> [Input for this task]:
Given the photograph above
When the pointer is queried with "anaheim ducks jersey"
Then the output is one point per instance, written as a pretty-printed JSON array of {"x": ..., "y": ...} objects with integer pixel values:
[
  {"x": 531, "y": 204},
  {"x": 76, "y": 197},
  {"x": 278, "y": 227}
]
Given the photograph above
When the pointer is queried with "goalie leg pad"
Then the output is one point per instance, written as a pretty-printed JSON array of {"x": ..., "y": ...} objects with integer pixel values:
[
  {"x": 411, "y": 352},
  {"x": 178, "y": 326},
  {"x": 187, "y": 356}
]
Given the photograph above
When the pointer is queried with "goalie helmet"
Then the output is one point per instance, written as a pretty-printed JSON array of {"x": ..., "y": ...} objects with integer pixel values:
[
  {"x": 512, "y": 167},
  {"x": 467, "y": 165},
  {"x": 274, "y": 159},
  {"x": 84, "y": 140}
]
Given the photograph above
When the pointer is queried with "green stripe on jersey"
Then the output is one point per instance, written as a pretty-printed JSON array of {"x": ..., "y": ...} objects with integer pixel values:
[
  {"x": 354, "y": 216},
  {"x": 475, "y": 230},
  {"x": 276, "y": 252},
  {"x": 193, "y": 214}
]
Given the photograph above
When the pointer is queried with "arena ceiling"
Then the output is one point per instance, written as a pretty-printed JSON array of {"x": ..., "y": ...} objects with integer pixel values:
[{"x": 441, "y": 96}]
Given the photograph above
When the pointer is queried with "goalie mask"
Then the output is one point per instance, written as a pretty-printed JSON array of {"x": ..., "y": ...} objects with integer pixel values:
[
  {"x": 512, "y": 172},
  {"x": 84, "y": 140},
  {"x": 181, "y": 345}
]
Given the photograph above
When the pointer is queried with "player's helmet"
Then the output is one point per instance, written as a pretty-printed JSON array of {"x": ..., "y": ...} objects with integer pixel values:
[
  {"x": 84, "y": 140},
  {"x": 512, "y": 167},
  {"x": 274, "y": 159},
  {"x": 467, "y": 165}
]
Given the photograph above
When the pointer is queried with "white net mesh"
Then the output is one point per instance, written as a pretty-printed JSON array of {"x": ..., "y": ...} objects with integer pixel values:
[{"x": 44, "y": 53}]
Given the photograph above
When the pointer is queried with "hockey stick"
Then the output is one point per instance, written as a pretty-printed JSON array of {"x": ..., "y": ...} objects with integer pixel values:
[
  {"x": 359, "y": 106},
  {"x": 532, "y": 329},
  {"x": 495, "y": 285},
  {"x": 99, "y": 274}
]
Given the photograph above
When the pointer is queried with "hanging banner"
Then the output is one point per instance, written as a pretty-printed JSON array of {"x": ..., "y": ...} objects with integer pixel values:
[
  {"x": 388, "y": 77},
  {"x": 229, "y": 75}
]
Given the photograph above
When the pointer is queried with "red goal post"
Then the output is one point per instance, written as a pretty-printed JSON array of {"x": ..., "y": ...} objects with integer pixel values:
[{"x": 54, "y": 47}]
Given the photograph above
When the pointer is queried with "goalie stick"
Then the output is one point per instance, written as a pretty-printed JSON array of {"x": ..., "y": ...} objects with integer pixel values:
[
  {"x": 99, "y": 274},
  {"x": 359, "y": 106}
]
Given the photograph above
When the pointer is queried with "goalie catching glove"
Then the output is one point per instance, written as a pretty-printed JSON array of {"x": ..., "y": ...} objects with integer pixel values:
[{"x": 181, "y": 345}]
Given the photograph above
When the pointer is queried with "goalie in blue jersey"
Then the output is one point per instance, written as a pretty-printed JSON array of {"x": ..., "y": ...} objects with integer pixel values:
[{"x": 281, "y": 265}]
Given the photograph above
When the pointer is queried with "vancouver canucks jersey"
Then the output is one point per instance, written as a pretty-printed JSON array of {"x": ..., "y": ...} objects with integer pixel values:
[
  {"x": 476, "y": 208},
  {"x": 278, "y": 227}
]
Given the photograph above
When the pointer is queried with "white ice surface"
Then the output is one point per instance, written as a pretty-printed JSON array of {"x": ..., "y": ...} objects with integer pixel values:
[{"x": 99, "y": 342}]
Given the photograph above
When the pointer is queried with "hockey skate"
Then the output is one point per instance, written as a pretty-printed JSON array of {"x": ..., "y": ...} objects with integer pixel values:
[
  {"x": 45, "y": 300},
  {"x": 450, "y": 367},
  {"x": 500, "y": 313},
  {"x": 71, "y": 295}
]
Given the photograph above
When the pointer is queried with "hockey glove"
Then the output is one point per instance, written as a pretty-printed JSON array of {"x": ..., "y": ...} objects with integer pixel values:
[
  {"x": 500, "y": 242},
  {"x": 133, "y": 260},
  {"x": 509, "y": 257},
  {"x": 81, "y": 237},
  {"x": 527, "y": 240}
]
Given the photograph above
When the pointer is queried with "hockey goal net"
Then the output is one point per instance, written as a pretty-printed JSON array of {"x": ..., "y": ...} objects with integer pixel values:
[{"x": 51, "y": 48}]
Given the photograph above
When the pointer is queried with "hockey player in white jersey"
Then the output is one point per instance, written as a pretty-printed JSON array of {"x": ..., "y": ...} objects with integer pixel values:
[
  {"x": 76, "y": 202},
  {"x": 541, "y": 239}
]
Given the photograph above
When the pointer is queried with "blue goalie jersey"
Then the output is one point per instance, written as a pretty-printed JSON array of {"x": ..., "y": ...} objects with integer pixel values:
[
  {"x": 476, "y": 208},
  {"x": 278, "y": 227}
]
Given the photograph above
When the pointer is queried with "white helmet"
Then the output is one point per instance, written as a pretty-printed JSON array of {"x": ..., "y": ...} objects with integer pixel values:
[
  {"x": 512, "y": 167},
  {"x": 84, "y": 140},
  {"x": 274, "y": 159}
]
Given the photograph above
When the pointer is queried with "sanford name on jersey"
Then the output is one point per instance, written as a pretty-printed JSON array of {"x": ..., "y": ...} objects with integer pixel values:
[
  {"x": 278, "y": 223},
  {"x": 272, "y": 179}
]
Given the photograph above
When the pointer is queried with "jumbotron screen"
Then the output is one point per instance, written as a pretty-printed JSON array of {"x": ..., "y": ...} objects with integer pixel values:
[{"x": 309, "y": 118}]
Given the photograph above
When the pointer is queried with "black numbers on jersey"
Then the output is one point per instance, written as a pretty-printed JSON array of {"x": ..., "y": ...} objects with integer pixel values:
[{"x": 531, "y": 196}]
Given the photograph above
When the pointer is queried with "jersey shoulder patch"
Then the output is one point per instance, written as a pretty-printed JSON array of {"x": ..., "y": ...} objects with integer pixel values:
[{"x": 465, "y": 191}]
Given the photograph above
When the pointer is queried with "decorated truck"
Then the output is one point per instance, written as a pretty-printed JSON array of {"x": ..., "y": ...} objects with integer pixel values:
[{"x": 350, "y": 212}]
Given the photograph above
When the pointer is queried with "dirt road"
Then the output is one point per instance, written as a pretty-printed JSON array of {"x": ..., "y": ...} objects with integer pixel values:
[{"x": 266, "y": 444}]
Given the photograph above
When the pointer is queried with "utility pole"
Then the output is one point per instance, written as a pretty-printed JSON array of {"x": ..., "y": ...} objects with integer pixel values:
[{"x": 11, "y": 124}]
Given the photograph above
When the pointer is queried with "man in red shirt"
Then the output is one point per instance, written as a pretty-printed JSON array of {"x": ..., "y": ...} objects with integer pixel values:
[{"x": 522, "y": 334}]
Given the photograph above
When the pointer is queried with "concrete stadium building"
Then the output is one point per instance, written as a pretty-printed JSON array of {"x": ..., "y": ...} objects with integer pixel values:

> [Task description]: Find each line in the records that contains the string "helmet", then say how many there are and nothing else.

> [Answer space]: 3